### Task to carry out
Return all of the data exactly as given.
-- BEGIN Raw records --
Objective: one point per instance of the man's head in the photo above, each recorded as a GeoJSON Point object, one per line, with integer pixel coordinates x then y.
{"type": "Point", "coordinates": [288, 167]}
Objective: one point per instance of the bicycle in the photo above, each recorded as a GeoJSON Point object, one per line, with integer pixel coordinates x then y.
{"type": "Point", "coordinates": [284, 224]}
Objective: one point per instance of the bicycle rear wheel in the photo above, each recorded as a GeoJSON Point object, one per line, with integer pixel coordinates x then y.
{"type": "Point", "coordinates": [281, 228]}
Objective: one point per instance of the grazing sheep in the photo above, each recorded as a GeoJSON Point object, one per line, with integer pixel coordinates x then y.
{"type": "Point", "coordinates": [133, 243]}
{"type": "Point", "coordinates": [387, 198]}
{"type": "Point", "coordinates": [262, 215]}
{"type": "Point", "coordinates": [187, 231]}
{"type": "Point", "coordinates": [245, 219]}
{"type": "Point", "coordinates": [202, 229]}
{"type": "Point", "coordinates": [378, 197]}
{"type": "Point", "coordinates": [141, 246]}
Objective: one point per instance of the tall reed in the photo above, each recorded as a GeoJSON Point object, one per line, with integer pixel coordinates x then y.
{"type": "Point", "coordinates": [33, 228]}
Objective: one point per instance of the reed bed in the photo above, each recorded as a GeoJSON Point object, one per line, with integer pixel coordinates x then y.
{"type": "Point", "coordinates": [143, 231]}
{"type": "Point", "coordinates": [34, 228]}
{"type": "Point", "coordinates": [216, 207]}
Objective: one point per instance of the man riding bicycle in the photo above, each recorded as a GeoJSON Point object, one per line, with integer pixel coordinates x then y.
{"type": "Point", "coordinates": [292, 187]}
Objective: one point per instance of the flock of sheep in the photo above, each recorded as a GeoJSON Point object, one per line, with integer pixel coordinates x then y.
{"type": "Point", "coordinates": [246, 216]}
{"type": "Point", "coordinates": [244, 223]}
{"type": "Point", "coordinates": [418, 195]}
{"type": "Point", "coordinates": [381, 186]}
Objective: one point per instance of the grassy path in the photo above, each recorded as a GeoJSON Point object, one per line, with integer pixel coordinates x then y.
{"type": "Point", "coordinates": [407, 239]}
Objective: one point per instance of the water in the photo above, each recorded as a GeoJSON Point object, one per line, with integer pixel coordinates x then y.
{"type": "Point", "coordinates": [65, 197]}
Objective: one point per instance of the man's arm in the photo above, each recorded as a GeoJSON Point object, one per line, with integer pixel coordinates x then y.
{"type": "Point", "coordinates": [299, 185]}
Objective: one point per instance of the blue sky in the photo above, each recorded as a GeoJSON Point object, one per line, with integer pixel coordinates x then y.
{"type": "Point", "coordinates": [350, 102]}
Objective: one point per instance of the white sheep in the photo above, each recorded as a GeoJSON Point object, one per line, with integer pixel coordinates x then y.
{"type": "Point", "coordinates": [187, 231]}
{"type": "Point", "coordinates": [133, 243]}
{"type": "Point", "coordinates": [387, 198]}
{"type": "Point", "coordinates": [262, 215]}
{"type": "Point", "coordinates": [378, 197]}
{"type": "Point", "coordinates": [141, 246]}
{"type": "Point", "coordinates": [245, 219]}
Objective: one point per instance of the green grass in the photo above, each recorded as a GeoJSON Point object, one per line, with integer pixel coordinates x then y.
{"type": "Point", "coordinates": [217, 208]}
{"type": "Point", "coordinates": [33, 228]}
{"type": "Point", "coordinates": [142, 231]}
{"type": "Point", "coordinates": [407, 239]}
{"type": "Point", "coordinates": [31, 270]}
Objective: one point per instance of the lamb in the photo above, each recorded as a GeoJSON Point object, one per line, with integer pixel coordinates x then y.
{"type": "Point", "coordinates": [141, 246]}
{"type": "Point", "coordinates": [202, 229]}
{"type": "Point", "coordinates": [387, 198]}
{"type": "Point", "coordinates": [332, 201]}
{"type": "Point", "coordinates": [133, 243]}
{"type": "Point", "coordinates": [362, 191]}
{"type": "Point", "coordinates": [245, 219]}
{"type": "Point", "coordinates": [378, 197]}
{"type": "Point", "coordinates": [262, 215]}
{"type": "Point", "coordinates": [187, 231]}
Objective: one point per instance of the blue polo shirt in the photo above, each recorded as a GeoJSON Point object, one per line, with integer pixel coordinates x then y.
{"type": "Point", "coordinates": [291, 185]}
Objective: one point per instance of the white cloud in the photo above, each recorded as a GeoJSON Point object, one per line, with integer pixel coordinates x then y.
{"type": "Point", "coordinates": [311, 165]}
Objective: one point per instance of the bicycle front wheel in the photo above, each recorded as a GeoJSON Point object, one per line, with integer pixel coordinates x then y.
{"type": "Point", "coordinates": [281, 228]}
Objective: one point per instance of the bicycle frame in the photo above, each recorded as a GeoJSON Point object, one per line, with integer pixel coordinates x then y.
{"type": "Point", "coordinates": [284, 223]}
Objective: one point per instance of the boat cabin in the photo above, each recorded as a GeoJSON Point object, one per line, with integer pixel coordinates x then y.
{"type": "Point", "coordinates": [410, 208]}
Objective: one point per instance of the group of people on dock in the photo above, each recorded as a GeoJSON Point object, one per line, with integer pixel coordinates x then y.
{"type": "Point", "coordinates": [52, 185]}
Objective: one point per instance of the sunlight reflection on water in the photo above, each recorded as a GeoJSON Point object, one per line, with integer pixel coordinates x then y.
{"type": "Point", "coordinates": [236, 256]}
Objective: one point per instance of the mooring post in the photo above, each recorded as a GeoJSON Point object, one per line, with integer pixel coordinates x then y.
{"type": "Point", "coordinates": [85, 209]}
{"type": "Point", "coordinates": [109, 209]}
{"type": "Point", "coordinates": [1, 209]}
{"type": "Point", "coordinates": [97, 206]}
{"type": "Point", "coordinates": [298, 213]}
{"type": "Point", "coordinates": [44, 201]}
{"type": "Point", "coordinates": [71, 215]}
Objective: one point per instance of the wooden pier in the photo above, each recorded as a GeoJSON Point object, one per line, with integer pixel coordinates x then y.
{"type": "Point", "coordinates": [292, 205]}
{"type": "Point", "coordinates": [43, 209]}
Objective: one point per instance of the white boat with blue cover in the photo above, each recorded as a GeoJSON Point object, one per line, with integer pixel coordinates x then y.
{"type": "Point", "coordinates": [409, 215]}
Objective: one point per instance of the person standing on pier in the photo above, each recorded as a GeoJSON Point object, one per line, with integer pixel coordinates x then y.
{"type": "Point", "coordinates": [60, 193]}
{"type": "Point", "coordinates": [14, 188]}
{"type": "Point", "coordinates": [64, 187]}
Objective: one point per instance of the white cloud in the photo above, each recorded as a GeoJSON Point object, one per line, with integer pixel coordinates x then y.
-- END Raw records --
### Exercise solution
Objective: one point per instance of the man's head in the photo above, each recorded as a GeoJSON Point object, one per line, with integer pixel coordinates x then y.
{"type": "Point", "coordinates": [288, 167]}
Objective: one point per instance of the bicycle in the photo above, each recorded as a GeoJSON Point object, one per line, with integer pixel coordinates x then y.
{"type": "Point", "coordinates": [284, 224]}
Objective: one point per instance of the bicycle rear wheel in the photo above, each recorded as a GeoJSON Point object, one per line, with integer pixel coordinates x then y.
{"type": "Point", "coordinates": [281, 228]}
Objective: one point per instance of the grazing sheep in the photo above, each recorded as a GeoJSON Point object, one per line, with integer pixel coordinates x then y.
{"type": "Point", "coordinates": [133, 243]}
{"type": "Point", "coordinates": [387, 198]}
{"type": "Point", "coordinates": [262, 215]}
{"type": "Point", "coordinates": [187, 231]}
{"type": "Point", "coordinates": [245, 219]}
{"type": "Point", "coordinates": [202, 229]}
{"type": "Point", "coordinates": [378, 197]}
{"type": "Point", "coordinates": [141, 246]}
Objective: one point per instance of the tall reed in the photo above, each recorded as a GeoJSON Point object, one per line, with integer pixel coordinates x then y.
{"type": "Point", "coordinates": [33, 228]}
Objective: one point per instance of the reed bed in the photo above, each recorded as a GeoJSON Point object, one per line, with integer pixel coordinates x then y.
{"type": "Point", "coordinates": [143, 231]}
{"type": "Point", "coordinates": [34, 228]}
{"type": "Point", "coordinates": [216, 207]}
Objective: one point per instance of the man riding bicycle in the photo above, each recorded as a GeoJSON Point object, one per line, with integer pixel coordinates x then y.
{"type": "Point", "coordinates": [292, 187]}
Objective: one point per instance of the flock of sheep in the photo above, each recorded as a GeoJSON Point object, one per line, with integer pixel coordinates x then y.
{"type": "Point", "coordinates": [246, 216]}
{"type": "Point", "coordinates": [244, 223]}
{"type": "Point", "coordinates": [418, 195]}
{"type": "Point", "coordinates": [381, 186]}
Objective: one point per instance of the grassy path in the photo above, each recorded as a GeoJSON Point object, one per line, with integer pixel coordinates x then y.
{"type": "Point", "coordinates": [407, 239]}
Objective: one point per instance of the water in the photo above, each recorded as a GeoJSON Point object, one per line, with integer pixel coordinates x then y.
{"type": "Point", "coordinates": [65, 197]}
Objective: one point per instance of the man's arm in the photo above, each recorded as a GeoJSON Point object, one per line, with integer pixel coordinates x then y.
{"type": "Point", "coordinates": [299, 185]}
Objective: one point per instance of the blue sky in the photo above, each recorded as a GeoJSON Point object, one per line, with integer pixel coordinates x then y.
{"type": "Point", "coordinates": [350, 102]}
Objective: one point per instance of the white sheep in the photo above, each recorded as a GeoJSON Point object, one per line, with integer pixel coordinates x then y.
{"type": "Point", "coordinates": [187, 231]}
{"type": "Point", "coordinates": [133, 243]}
{"type": "Point", "coordinates": [387, 198]}
{"type": "Point", "coordinates": [262, 215]}
{"type": "Point", "coordinates": [378, 197]}
{"type": "Point", "coordinates": [141, 246]}
{"type": "Point", "coordinates": [245, 219]}
Objective: one point per instance of the green grass in the photo above, each recorded as a GeoJSON Point object, one per line, with integer pixel coordinates x then y.
{"type": "Point", "coordinates": [217, 208]}
{"type": "Point", "coordinates": [33, 228]}
{"type": "Point", "coordinates": [142, 231]}
{"type": "Point", "coordinates": [407, 239]}
{"type": "Point", "coordinates": [31, 270]}
Objective: one point per instance of the lamb in the photo above, each recorded as a GeoJSON Point object, one per line, with integer pixel coordinates x then y.
{"type": "Point", "coordinates": [141, 246]}
{"type": "Point", "coordinates": [202, 229]}
{"type": "Point", "coordinates": [387, 198]}
{"type": "Point", "coordinates": [332, 201]}
{"type": "Point", "coordinates": [133, 243]}
{"type": "Point", "coordinates": [362, 191]}
{"type": "Point", "coordinates": [245, 219]}
{"type": "Point", "coordinates": [378, 197]}
{"type": "Point", "coordinates": [262, 215]}
{"type": "Point", "coordinates": [187, 231]}
Objective: one point per instance of the blue polo shirt in the photo above, each recorded as a GeoJSON Point object, one per line, with integer pixel coordinates x then y.
{"type": "Point", "coordinates": [291, 185]}
Objective: one point per instance of the white cloud in the photo above, each recorded as a GeoJSON Point object, one per line, with integer pixel coordinates x then y.
{"type": "Point", "coordinates": [311, 165]}
Objective: one point per instance of the bicycle front wheel in the photo above, each recorded as a GeoJSON Point object, one per line, with integer pixel coordinates x then y.
{"type": "Point", "coordinates": [281, 228]}
Objective: one point per instance of the bicycle frame in the photo above, each recorded as a GeoJSON Point object, one per line, with integer pixel coordinates x then y.
{"type": "Point", "coordinates": [284, 223]}
Objective: one point per instance of the boat cabin in the photo above, each recorded as a GeoJSON Point object, one per line, with integer pixel coordinates x then y.
{"type": "Point", "coordinates": [410, 208]}
Objective: one point per instance of the group of people on dock in the photo above, each recorded as a GeoJSON Point object, one per line, with integer pixel coordinates x then y.
{"type": "Point", "coordinates": [52, 185]}
Objective: one point per instance of the sunlight reflection on water in the photo above, each recorded as a GeoJSON Point object, one per line, with integer pixel coordinates x then y.
{"type": "Point", "coordinates": [236, 256]}
Objective: one point per instance of the mooring post in the photo above, each recorded as a GeoJSON Point object, one per line, with integer pixel coordinates x then y.
{"type": "Point", "coordinates": [85, 209]}
{"type": "Point", "coordinates": [109, 209]}
{"type": "Point", "coordinates": [1, 209]}
{"type": "Point", "coordinates": [97, 206]}
{"type": "Point", "coordinates": [298, 213]}
{"type": "Point", "coordinates": [44, 201]}
{"type": "Point", "coordinates": [71, 215]}
Objective: one point per instance of the wooden pier in the photo above, each recorded as a GeoJSON Point object, one per line, with integer pixel coordinates x then y.
{"type": "Point", "coordinates": [292, 205]}
{"type": "Point", "coordinates": [43, 209]}
Objective: one point per instance of the white boat with blue cover in the photo above, each recorded as a GeoJSON Point object, one per line, with integer pixel coordinates x then y.
{"type": "Point", "coordinates": [409, 215]}
Objective: one point per instance of the person standing on pier in the photo above, each recorded as a GeoJSON Point object, one per line, with integer pixel coordinates x then y.
{"type": "Point", "coordinates": [60, 193]}
{"type": "Point", "coordinates": [14, 188]}
{"type": "Point", "coordinates": [64, 187]}
Objective: one point per instance of the white cloud in the photo above, each recorded as a GeoJSON Point object, one per line, with integer pixel coordinates x then y.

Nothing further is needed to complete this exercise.